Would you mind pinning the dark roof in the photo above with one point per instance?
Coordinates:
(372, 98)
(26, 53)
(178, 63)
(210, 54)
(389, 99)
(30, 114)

● ● ● ● ●

§ Task brief
Rewrite these rows, replacing "dark roof" with "black roof" and leaving everything else the same.

§ Complete response
Would you mind pinning the black roof in the photo above with one point per instance?
Coordinates:
(372, 98)
(26, 53)
(178, 63)
(210, 54)
(389, 99)
(30, 114)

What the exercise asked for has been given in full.